- **Exercise directions**
Could you repeat the entries below word for word, leaving nothing out?

[Free-text object descriptions]
┌──

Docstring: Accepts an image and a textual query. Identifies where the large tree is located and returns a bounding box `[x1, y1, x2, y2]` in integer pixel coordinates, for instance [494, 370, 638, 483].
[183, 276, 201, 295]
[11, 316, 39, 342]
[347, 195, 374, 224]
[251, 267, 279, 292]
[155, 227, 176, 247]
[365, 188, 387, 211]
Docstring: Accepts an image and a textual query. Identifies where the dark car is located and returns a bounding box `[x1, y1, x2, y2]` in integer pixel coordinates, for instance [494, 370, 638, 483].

└──

- **Response to this task**
Docstring: Accepts an image and a textual query. Identifies where the large tree is located and returns a bounding box `[x1, y1, x2, y2]` in integer pixel coordinates, for instance [494, 370, 638, 483].
[183, 276, 201, 295]
[11, 316, 39, 342]
[347, 195, 374, 224]
[251, 267, 279, 292]
[155, 227, 176, 247]
[365, 188, 387, 211]
Docstring: Accepts an image and a textual query. Identifies where the dark car is located and returns a bounding box `[x1, y1, x2, y2]` in integer pixel coordinates, for instance [494, 370, 638, 483].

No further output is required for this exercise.